- **YOUR GOAL**:
Please explain, in one to three sentences, why the product photography text below says its guide to DIY product photography ideas was put together.

- **SELECTED EXCERPT**:
--- start ---

Images form an important element of a customer's perception of your brand and products. The right shot not only makes a product stand out, it displays a sense of quality and gives potential customers the push they need to hit that buy button.
70% of online shoppers rely on product photos when deciding on a potential purchase. If a picture is worth a thousand words, then fantastic product photos are worth a thousand purchases—whether you're selling digital ebooks or building an online fashion retailer from scratch.
There's just one problem: most small businesses and startups don't have the budget to hire a professional photographer, let alone invest in expensive studios and equipment. That's why we put together this guide on DIY product photography ideas you can use to glow up your ecommerce store without breaking the bank.
Product photography involves taking still-life pictures of your products for commercial use. These photos are used in catalogues, brochures and marketing materials—and importantly for ecommerce sites—the product pages of your company website.

--- end ---

- **EXTRACTED RECORDS**:
--- start ---

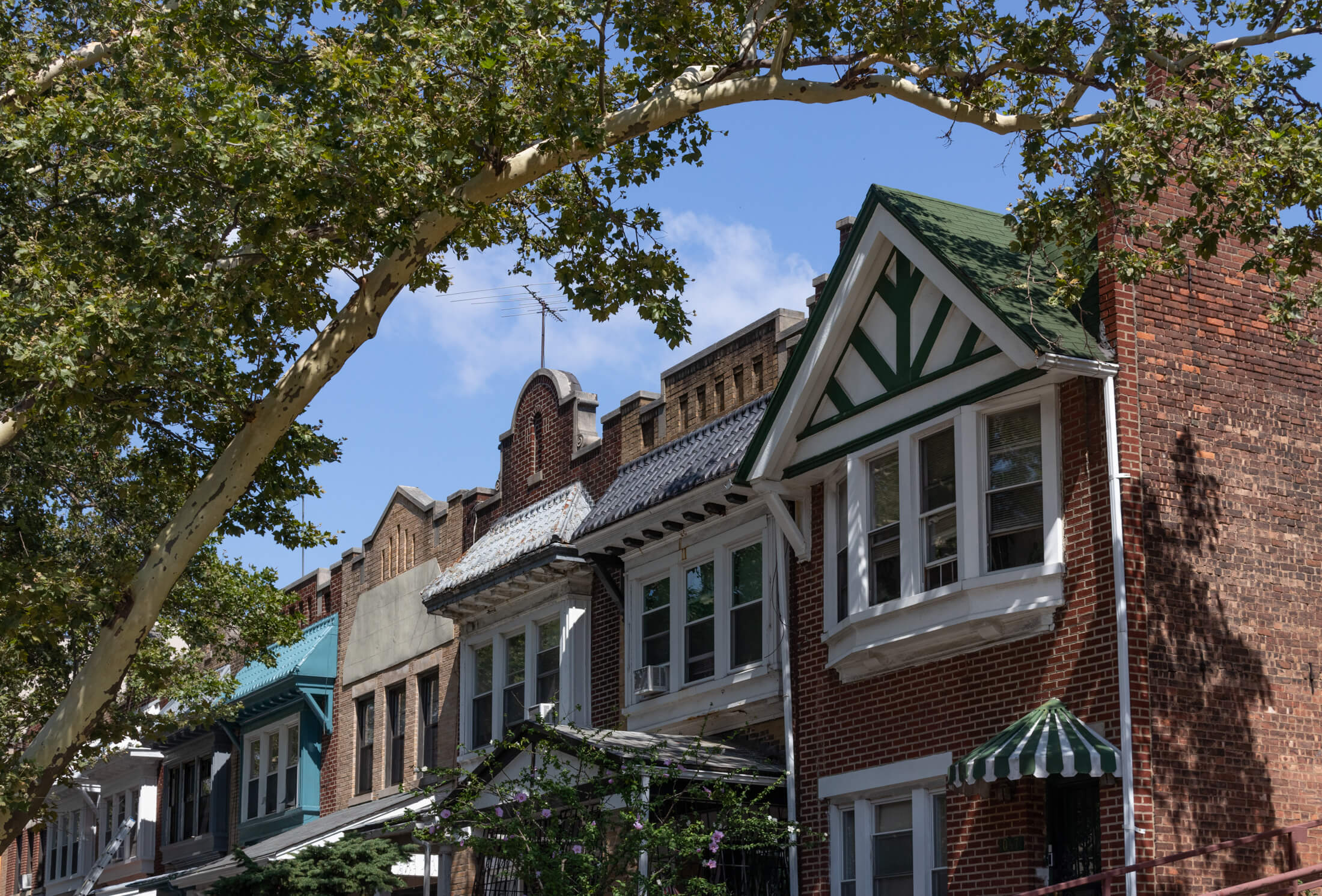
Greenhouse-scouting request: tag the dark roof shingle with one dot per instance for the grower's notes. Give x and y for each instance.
(678, 467)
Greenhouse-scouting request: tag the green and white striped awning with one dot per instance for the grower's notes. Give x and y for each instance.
(1049, 740)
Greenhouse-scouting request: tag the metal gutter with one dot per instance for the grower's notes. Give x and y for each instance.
(1118, 559)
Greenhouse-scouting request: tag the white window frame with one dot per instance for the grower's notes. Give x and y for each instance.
(574, 693)
(262, 737)
(62, 834)
(719, 550)
(873, 788)
(969, 423)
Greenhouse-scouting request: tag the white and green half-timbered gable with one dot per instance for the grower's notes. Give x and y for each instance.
(923, 398)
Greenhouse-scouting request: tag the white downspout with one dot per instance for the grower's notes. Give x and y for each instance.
(1118, 558)
(788, 702)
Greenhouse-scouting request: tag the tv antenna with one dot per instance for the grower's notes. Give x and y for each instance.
(519, 300)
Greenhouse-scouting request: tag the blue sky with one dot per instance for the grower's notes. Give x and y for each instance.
(424, 402)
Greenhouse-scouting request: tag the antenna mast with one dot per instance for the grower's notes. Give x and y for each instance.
(523, 299)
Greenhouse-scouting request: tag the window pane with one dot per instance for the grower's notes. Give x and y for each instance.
(937, 462)
(481, 721)
(942, 532)
(656, 623)
(699, 649)
(204, 799)
(886, 489)
(189, 797)
(847, 853)
(514, 662)
(746, 575)
(1014, 447)
(746, 635)
(549, 662)
(656, 594)
(699, 591)
(483, 669)
(885, 559)
(1014, 509)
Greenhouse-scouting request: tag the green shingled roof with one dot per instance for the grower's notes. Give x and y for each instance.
(975, 243)
(312, 654)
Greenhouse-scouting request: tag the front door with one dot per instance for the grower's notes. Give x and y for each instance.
(1074, 830)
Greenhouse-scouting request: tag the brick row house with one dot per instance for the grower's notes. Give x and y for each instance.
(870, 547)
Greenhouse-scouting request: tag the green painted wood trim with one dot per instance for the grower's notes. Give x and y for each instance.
(815, 323)
(885, 397)
(873, 359)
(987, 390)
(934, 329)
(838, 397)
(970, 339)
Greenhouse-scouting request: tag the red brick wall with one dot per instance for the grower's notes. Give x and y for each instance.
(1225, 418)
(961, 702)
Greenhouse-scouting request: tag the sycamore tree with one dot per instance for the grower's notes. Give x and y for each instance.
(179, 180)
(582, 814)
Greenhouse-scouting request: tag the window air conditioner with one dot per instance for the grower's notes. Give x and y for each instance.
(541, 713)
(651, 681)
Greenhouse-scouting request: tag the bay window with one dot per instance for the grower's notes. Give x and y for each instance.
(717, 627)
(1014, 488)
(516, 665)
(188, 801)
(266, 789)
(969, 504)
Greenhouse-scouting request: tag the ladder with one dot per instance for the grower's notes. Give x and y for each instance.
(108, 855)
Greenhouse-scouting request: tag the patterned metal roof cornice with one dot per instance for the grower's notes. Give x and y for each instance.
(677, 467)
(550, 521)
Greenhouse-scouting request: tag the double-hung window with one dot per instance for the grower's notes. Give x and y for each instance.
(64, 841)
(1014, 488)
(514, 669)
(395, 719)
(188, 801)
(890, 846)
(705, 612)
(940, 522)
(483, 682)
(883, 537)
(428, 719)
(549, 662)
(269, 787)
(367, 710)
(699, 631)
(952, 501)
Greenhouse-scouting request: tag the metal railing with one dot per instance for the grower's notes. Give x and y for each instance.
(1296, 834)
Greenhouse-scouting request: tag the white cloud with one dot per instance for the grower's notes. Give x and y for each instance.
(737, 276)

--- end ---

- **COMPLETED TASK**:
Most small businesses and startups lack the budget to hire a professional photographer, let alone invest in expensive studios and equipment. The guide offers DIY ideas so they can improve their ecommerce stores without breaking the bank.